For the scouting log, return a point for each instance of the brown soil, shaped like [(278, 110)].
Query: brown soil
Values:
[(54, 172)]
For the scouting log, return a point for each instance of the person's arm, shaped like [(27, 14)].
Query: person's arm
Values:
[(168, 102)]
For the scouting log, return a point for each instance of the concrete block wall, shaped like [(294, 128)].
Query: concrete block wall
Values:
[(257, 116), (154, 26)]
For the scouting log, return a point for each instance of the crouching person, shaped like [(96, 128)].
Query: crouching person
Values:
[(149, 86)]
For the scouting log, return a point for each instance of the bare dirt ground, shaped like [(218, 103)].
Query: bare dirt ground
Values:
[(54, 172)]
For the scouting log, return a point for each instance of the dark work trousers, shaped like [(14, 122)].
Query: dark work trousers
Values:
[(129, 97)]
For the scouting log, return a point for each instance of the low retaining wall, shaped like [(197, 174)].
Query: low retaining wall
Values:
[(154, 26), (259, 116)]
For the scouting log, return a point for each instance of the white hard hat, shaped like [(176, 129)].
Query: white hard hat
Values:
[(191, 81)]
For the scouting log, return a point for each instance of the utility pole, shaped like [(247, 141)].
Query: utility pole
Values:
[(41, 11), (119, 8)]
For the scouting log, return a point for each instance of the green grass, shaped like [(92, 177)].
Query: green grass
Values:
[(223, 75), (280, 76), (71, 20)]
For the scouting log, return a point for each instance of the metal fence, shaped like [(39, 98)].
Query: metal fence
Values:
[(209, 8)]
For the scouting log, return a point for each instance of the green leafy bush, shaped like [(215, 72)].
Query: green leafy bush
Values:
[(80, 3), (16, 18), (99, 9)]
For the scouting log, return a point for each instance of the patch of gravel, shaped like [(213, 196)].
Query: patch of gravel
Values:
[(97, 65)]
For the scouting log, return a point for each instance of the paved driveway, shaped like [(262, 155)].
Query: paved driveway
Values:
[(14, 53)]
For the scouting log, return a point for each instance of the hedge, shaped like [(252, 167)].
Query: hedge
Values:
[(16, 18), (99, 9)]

### Do this
Please rewrite all of the rows above, changing every "scouting log" to "site survey" and leaving everything else the same.

### Exercise answer
For the site survey, return a point for each instance of the brown soil, shaped like [(278, 110)].
Query: brown soil
Values:
[(54, 172)]
For the site survey, return a point for each instance of the person's arm, shaped like [(27, 14)].
Query: person's arm
Values:
[(168, 102)]
For the site survey, return a point for each instance of the concrete block wall, shaped like [(294, 128)].
Query: concrete block wall
Values:
[(257, 116), (154, 26)]
For the site survey, return a point for each instance of the crouching person, shaped like [(96, 128)].
Query: crouching person
Values:
[(149, 86)]
For the site survey, return a point for each instance of the bare dirt ground, shaped like [(218, 103)].
Query: bare dirt ground
Values:
[(54, 172)]
For the site survey, return a point for each instance of the dark work trousers, shaped like [(14, 122)].
Query: dark work trousers
Values:
[(129, 97)]
For the site survey, return a point for each instance of the low retaining wall, shaped like [(197, 174)].
Query: low retaining wall
Values:
[(154, 26), (259, 116)]
For the site survey, return a point for each instance of the white hard hat, shaped like [(176, 129)].
Query: white hard hat
Values:
[(191, 81)]
For the site survey, return a point for each instance of the utility pole, shaped like [(247, 141)].
Query: utility pole
Values:
[(41, 11), (119, 8)]
For the site survey, return a point for each instance of the green grass, shaped like [(92, 177)].
Query: green grass
Values:
[(223, 75), (280, 76), (71, 20)]
For the site survey, return a point for each instance of the metal fence, shaped like [(39, 98)].
Query: metal fence
Values:
[(209, 8)]
For the site survey, return a point for each instance of the green leafy bush, shaped like [(215, 72)].
Query: green leafy bush
Values:
[(80, 3), (16, 18), (99, 9)]
For the site survey, return a point for each instance of the patch of gravel, shaped like [(213, 196)].
Query: patch of gravel
Values:
[(97, 65)]
For the site survey, return a point for each instance of the paved driveway, shaped like [(262, 155)].
Query: paved driveway
Values:
[(14, 53)]
For the site survey, return a point for each instance of the hedge, shaped like [(252, 167)].
Query: hedge
Values:
[(16, 18), (99, 9)]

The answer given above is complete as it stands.